**DOKUMENTTEXT:**
***

Fast jeden Tag ein neuer Spionagefall
Und wieder ist ein mutmaßlicher Spion festgenommen worden. Deutschland steht schon lange im Visier von Agenten aus China und aus Russland. Die AfD rückt dabei immer stärker ins Zwielicht.
Berlin Der AfD-Politiker Maximilian Krah gab sich ahnungslos. „Von der Festnahme meines Mitarbeiters Jian Guo habe ich heute Vormittag aus der Presse erfahren“, reagierte der EU-Abgeordnete am Dienstag auf Berichte über die Festsetzung seines Angestellten, der für China spioniert haben soll. Die Sache könnte zumindest parteiintern für Krah ein Nachspiel haben. Die AfD-Spitze hat ein Krisengespräch zu dem heiklen Thema angesetzt. Krah sei auf dem Weg nach Berlin, teilten die Parteichefs Alice Weidel und Tino Chrupalla mit. „Wir sehen es als absolut beunruhigend an, wenn ein Mitarbeiter hier festgenommen wurde.“Eine Stellungnahme soll es nach dem Gespräch geben.

***

**AUFGABENSTELLUNG:** Schreiben Sie aus dem Text über die Spionagefälle den Abschnitt wortgetreu ab, beginnend bei „Berlin Der AfD-Politiker“ und endend bei „dem Gespräch geben.“. Verwenden Sie ausschließlich den Dokumenttext.

***

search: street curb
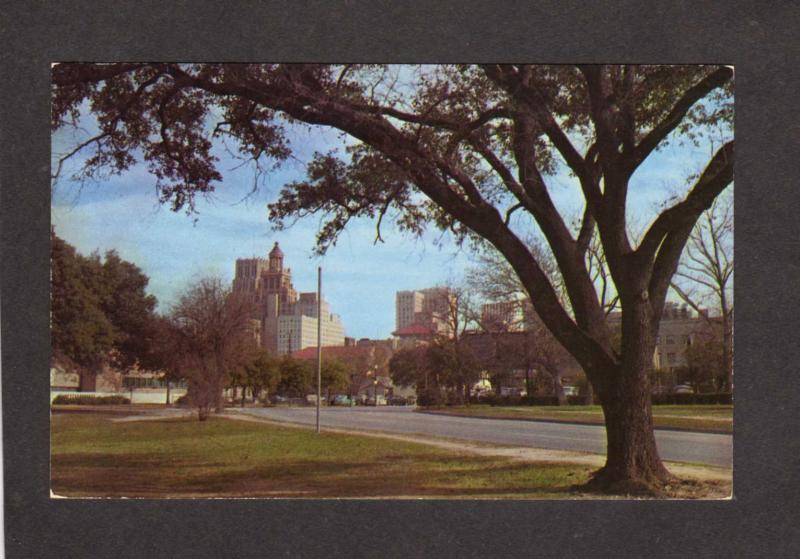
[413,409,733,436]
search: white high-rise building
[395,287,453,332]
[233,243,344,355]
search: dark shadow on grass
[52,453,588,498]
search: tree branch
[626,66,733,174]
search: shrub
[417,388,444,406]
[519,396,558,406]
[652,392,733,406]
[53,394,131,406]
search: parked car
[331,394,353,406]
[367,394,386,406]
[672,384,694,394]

***

**LÖSUNG:**
Berlin Der AfD-Politiker Maximilian Krah gab sich ahnungslos. „Von der Festnahme meines Mitarbeiters Jian Guo habe ich heute Vormittag aus der Presse erfahren“, reagierte der EU-Abgeordnete am Dienstag auf Berichte über die Festsetzung seines Angestellten, der für China spioniert haben soll. Die Sache könnte zumindest parteiintern für Krah ein Nachspiel haben. Die AfD-Spitze hat ein Krisengespräch zu dem heiklen Thema angesetzt. Krah sei auf dem Weg nach Berlin, teilten die Parteichefs Alice Weidel und Tino Chrupalla mit. „Wir sehen es als absolut beunruhigend an, wenn ein Mitarbeiter hier festgenommen wurde.“Eine Stellungnahme soll es nach dem Gespräch geben.